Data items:
## begin

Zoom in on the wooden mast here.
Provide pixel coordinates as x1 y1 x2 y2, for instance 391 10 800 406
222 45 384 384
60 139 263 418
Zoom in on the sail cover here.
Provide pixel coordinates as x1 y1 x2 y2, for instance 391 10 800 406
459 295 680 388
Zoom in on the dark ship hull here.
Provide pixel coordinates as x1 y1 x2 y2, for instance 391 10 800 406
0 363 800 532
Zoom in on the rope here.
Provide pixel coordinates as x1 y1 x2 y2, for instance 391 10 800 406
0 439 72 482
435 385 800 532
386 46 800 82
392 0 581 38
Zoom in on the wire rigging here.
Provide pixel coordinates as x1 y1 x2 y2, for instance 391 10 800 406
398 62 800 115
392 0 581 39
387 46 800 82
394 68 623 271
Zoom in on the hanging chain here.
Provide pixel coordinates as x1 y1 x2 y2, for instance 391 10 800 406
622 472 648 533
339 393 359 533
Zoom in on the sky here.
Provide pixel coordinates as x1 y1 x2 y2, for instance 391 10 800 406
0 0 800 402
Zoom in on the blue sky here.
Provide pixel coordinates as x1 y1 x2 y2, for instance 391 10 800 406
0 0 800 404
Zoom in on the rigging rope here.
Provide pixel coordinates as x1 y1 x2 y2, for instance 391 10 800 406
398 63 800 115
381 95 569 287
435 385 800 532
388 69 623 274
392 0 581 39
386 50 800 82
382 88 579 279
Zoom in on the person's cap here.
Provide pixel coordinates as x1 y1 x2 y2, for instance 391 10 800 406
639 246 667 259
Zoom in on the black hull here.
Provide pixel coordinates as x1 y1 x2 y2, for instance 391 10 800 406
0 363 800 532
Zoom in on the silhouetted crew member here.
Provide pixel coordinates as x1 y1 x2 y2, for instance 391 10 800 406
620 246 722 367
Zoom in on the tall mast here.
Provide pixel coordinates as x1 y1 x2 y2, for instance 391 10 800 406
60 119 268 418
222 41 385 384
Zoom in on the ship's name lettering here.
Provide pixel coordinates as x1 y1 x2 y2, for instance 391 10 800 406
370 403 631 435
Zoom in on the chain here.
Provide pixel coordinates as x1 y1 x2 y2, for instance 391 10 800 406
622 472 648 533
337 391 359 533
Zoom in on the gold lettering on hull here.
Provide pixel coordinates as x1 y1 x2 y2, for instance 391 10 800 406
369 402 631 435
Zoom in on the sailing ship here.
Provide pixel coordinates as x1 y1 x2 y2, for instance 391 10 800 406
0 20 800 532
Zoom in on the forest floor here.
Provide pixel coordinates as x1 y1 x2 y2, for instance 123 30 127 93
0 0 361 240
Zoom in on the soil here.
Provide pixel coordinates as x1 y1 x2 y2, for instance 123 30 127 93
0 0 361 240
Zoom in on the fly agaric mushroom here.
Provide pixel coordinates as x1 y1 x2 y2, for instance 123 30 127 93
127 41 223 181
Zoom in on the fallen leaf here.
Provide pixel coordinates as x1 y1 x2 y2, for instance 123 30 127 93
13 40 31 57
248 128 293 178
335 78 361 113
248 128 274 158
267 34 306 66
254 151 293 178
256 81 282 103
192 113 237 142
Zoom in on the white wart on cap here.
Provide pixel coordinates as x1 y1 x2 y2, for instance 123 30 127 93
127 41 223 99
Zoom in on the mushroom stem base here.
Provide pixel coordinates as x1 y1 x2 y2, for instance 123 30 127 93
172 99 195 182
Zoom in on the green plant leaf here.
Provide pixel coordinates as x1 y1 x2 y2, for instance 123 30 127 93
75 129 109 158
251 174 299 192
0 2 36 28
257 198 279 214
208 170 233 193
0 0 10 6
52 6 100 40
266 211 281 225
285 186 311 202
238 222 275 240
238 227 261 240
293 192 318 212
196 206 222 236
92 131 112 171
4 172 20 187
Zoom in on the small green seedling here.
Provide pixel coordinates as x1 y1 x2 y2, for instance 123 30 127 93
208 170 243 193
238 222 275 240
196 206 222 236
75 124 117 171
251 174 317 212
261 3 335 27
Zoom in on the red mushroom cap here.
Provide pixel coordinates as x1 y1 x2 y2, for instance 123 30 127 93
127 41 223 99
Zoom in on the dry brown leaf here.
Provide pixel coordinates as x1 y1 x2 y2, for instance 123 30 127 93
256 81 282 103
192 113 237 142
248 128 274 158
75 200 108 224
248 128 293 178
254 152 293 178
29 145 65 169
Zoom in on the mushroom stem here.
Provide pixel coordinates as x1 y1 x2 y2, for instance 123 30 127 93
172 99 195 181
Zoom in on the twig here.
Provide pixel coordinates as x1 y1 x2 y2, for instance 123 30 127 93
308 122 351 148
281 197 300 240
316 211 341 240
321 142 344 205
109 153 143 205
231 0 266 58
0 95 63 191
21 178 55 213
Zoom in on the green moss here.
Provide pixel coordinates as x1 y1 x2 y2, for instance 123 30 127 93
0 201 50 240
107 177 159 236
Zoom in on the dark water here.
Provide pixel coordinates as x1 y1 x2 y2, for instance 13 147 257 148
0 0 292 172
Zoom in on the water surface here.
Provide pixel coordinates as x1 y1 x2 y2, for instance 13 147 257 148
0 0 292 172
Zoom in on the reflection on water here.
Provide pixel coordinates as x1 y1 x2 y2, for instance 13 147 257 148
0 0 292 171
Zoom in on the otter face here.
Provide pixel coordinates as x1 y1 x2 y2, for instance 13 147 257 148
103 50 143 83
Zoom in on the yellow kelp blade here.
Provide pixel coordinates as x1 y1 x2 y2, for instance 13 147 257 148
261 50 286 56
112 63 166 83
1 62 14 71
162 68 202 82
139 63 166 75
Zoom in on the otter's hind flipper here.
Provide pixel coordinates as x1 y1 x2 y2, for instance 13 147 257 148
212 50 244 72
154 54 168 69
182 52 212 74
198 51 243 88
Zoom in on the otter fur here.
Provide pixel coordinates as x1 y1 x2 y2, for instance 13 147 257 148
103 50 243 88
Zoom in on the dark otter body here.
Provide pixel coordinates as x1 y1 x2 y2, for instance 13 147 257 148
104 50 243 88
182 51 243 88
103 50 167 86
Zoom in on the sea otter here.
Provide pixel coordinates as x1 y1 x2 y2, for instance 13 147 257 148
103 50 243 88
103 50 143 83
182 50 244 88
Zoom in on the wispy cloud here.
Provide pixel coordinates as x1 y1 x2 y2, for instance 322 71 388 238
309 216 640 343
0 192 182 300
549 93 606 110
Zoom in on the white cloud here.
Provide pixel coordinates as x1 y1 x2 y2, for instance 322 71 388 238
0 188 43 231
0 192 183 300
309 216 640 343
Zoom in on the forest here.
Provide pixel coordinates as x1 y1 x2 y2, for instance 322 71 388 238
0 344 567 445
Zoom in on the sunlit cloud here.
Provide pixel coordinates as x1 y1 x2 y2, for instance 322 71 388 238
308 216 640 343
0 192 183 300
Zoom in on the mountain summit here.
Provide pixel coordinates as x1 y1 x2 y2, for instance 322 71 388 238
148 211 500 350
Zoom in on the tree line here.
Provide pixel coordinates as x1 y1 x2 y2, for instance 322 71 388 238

## end

__Exercise prompt__
Rewrite all of the lines above, replacing "pixel coordinates" with "bounding box coordinates" and keeping everything else the same.

__Answer to this task__
Zoom in on the wooden mast here.
Provide bounding box coordinates as x1 y1 x2 y2, for instance 391 10 800 406
222 45 384 384
60 139 263 418
Zoom in on the sail cover here.
Provide bounding box coordinates as x1 y1 x2 y2, for instance 391 10 800 406
459 295 680 388
Zoom in on the dark ship hull here.
Provide bounding box coordinates as x1 y1 x2 y2, for instance 391 10 800 406
0 363 800 532
Zoom in on the rope here.
Provide bounding box coordinates as x1 y1 x2 y2, for instance 391 10 800 406
0 439 72 482
435 385 800 532
386 46 800 82
392 0 581 38
Zoom in on the wire rigging here.
Provide bounding box coordinates as x1 y1 x2 y2, for instance 391 10 800 406
398 62 800 115
392 0 581 39
387 46 800 82
394 68 623 271
Zoom in on the hanging chain here.
Provide bounding box coordinates as x1 y1 x2 y2, for instance 391 10 800 406
622 472 648 533
339 393 359 533
Zoom in on the sky here.
Provide bounding box coordinates as x1 y1 x2 y2, for instance 391 10 800 406
0 0 800 402
Zoom in on the blue sky here.
Provide bounding box coordinates as x1 y1 x2 y2, for instance 391 10 800 406
0 0 800 404
Zoom in on the rigging rope here.
Provide bounding box coordinates as x1 y1 x2 y2, for instance 391 10 800 406
398 63 800 115
381 95 569 287
435 385 800 532
388 69 623 274
392 0 581 39
386 50 800 82
382 88 579 279
Zoom in on the person's cap here.
Provide bounding box coordinates as x1 y1 x2 y2, for instance 391 10 800 406
639 246 667 259
Zoom in on the black hull here.
Provide bounding box coordinates as x1 y1 x2 y2, for instance 391 10 800 406
0 363 800 532
Zoom in on the silhouetted crew member here.
Provide bounding box coordinates as x1 y1 x2 y2, for instance 391 10 800 406
620 246 722 367
Zoom in on the tall mast here.
Provide bounding box coordinates as x1 y1 x2 y2, for instance 391 10 800 406
60 119 268 418
222 41 385 384
Zoom in on the ship's name lettering here.
Provide bounding box coordinates as x1 y1 x2 y2, for instance 391 10 800 406
370 403 631 435
Zoom in on the chain here.
Provide bounding box coordinates as x1 y1 x2 y2, for instance 391 10 800 406
622 472 648 533
337 391 359 533
Zoom in on the gold lettering on hull here.
Provide bounding box coordinates as x1 y1 x2 y2, for instance 391 10 800 406
369 402 631 435
Zoom in on the sailing ship here.
Provide bounding box coordinates as x1 y1 x2 y2, for instance 391 10 800 406
0 20 800 532
Zoom in on the forest floor here.
Provide bounding box coordinates as x1 y1 x2 y2, for instance 123 30 127 93
0 0 361 240
Zoom in on the soil here.
Provide bounding box coordinates as x1 y1 x2 y2, for instance 123 30 127 93
0 0 361 240
Zoom in on the fly agaric mushroom here.
Provide bounding box coordinates as x1 y1 x2 y2, for instance 123 30 127 93
127 41 223 181
Zoom in on the fallen leaf here.
Provide bounding box coordinates as x1 y1 x2 y2, for instance 123 30 127 93
13 40 31 57
248 128 293 178
335 78 361 113
248 128 274 158
267 34 306 66
254 151 293 178
256 81 282 103
192 113 237 142
Zoom in on the white wart on cap here.
Provide bounding box coordinates as x1 y1 x2 y2, for instance 123 30 127 93
127 41 223 99
Zoom in on the mushroom stem base here.
Provide bounding box coordinates as x1 y1 x2 y2, for instance 123 30 127 93
172 99 195 182
Zoom in on the green plant leaf here.
Provide bounding box coordinates as x1 y1 x2 y2, for instance 123 30 127 93
75 129 109 158
251 174 299 192
0 2 36 28
257 198 279 214
208 170 233 193
0 0 10 6
52 6 100 40
266 211 281 225
285 186 311 202
238 222 275 240
238 227 261 240
293 192 318 212
196 206 222 236
92 131 112 171
4 172 20 187
Zoom in on the small green seedling here.
Provide bounding box coordinates as x1 y1 x2 y2, for instance 123 30 127 93
208 170 243 193
238 222 275 240
196 206 222 236
75 124 117 171
251 174 317 212
261 3 335 27
Zoom in on the red mushroom cap here.
Provide bounding box coordinates as x1 y1 x2 y2, for instance 123 30 127 93
127 41 223 99
Zoom in on the dry brown leaf here.
Provide bounding box coordinates as x1 y1 x2 y2, for instance 123 30 127 93
256 81 282 103
192 113 237 142
248 128 274 158
75 200 108 224
248 128 293 178
254 152 293 178
29 145 65 169
Zoom in on the mushroom stem here.
Provide bounding box coordinates as x1 y1 x2 y2, for instance 123 30 127 93
172 99 195 181
Zoom in on the twig here.
Provide bounding box coordinates as x1 y1 x2 y2, for instance 123 30 127 93
308 122 351 148
281 197 300 240
316 211 341 240
321 142 344 205
109 153 143 205
231 0 266 58
0 95 63 191
21 178 55 213
Zoom in on the green moss here.
Provide bounding box coordinates as x1 y1 x2 y2, for instance 123 30 127 93
0 201 50 240
107 177 159 236
Zoom in on the dark water here.
Provide bounding box coordinates as x1 y1 x2 y2, for instance 13 147 257 148
0 0 292 172
Zoom in on the water surface here.
Provide bounding box coordinates as x1 y1 x2 y2, for instance 13 147 257 148
0 0 292 172
Zoom in on the reflection on water here.
Provide bounding box coordinates as x1 y1 x2 y2, for instance 13 147 257 148
0 0 292 171
Zoom in on the otter face here.
Provide bounding box coordinates as x1 y1 x2 y2, for instance 13 147 257 148
103 50 143 83
Zoom in on the yellow kelp blade here.
Provide bounding box coordinates as x1 y1 x2 y2, for instance 13 147 257 148
261 50 286 56
112 63 166 83
1 62 14 71
162 68 202 82
139 63 166 75
Zoom in on the otter's hind flipper here.
Provide bounding box coordinates as x1 y1 x2 y2, for instance 13 147 257 148
212 50 244 72
154 54 168 69
182 52 212 74
198 51 243 88
Zoom in on the otter fur here.
Provide bounding box coordinates as x1 y1 x2 y2, for instance 13 147 257 148
103 50 243 88
Zoom in on the dark otter body here.
Provide bounding box coordinates as x1 y1 x2 y2, for instance 13 147 257 148
104 50 243 88
182 51 243 88
103 50 167 86
Zoom in on the sea otter here.
Provide bounding box coordinates as x1 y1 x2 y2, for instance 13 147 257 148
103 50 243 88
103 50 143 83
182 50 244 88
Zoom in on the wispy cloud here.
Provide bounding box coordinates as x1 y1 x2 y2, for instance 322 71 388 238
309 216 640 343
0 192 182 300
549 93 606 110
Zoom in on the white cloud here.
Provide bounding box coordinates as x1 y1 x2 y2, for instance 322 71 388 238
0 188 43 231
0 192 183 300
309 216 640 343
Zoom in on the forest here.
Provide bounding box coordinates as x1 y1 x2 y2, for instance 322 71 388 238
0 344 567 445
Zoom in on the sunlit cloud here.
Provide bounding box coordinates as x1 y1 x2 y2, for instance 322 71 388 238
308 216 640 343
0 192 183 300
Zoom in on the mountain summit here.
Provide bounding box coordinates as x1 y1 x2 y2, for instance 322 71 388 238
148 211 500 350
Zoom in on the tree line here.
Provide bounding box coordinates as x1 y1 x2 y2, for instance 322 71 388 238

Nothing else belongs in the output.